#### TASK DIRECTIONS
Output the line containing "Then the component", then every remaining line of the entries below, exactly as written and with no other text.

○ ○ ○ ○ ○ ○ ○

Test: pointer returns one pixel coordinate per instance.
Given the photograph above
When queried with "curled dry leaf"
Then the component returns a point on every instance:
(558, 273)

○ ○ ○ ○ ○ ○ ○

#### RESULT OF THIS EXERCISE
Then the component returns a point on every instance:
(558, 273)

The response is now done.